### Task description
For the listing below, give the count of lines containing the string "lips" and nothing else.

○ ○ ○

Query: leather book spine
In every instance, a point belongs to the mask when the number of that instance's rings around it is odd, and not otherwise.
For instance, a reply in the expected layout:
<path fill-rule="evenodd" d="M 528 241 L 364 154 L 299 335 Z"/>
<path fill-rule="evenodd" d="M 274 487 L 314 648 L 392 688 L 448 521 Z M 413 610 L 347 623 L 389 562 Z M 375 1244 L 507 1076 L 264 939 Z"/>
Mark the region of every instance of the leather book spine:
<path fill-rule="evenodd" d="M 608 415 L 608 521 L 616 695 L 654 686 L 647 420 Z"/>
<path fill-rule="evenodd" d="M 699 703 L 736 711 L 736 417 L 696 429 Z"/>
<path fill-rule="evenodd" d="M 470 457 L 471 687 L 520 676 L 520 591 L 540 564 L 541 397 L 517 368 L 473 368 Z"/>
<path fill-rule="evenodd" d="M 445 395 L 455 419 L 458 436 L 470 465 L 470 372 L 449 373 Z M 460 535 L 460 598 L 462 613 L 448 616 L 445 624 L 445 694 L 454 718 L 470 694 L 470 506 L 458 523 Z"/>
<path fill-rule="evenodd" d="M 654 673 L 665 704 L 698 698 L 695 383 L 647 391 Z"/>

○ ○ ○

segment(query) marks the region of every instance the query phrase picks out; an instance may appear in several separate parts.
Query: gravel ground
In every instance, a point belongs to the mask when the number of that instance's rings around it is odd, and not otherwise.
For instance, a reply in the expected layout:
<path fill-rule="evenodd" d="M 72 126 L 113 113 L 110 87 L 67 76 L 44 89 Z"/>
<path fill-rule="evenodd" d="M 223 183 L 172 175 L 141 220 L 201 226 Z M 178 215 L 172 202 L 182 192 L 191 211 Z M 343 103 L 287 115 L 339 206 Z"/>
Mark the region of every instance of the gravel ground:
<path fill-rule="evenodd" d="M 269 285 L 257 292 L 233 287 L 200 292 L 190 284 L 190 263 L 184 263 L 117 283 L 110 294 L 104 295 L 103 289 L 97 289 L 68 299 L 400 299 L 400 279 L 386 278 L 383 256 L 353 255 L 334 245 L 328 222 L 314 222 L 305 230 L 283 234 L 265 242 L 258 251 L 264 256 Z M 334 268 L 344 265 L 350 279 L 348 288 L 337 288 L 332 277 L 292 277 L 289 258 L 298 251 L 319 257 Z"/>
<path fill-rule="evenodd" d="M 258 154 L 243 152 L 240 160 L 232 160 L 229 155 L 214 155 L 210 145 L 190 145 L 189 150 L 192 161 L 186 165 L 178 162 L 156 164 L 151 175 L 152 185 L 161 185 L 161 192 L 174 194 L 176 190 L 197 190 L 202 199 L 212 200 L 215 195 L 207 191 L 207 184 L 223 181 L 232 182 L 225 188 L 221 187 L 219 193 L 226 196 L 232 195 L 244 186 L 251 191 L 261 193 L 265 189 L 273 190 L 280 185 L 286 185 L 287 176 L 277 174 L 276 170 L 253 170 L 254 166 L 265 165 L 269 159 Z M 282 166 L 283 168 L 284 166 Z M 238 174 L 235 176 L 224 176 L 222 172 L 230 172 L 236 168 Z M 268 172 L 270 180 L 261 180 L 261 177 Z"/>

○ ○ ○

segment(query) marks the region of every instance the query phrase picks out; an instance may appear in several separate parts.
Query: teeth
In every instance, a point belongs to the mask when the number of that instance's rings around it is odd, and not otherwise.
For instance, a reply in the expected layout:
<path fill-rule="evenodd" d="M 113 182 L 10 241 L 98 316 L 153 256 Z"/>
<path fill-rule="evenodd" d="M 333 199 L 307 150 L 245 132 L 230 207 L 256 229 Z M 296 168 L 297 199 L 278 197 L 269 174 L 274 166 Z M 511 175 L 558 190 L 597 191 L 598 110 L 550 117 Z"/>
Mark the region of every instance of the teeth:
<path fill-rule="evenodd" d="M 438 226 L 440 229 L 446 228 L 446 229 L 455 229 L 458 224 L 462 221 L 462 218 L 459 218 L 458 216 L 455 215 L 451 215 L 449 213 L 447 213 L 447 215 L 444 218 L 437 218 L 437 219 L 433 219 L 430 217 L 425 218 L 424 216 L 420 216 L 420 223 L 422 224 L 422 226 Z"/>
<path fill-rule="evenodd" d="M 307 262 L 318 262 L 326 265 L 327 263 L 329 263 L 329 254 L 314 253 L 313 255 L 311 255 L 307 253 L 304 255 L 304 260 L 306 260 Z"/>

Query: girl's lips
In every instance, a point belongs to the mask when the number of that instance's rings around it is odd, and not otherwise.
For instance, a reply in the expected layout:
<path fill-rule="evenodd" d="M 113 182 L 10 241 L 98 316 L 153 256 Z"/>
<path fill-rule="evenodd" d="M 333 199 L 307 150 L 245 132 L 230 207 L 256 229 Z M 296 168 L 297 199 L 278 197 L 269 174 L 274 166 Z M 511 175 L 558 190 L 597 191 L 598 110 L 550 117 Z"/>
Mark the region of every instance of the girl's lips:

○ ○ ○

### Written answer
2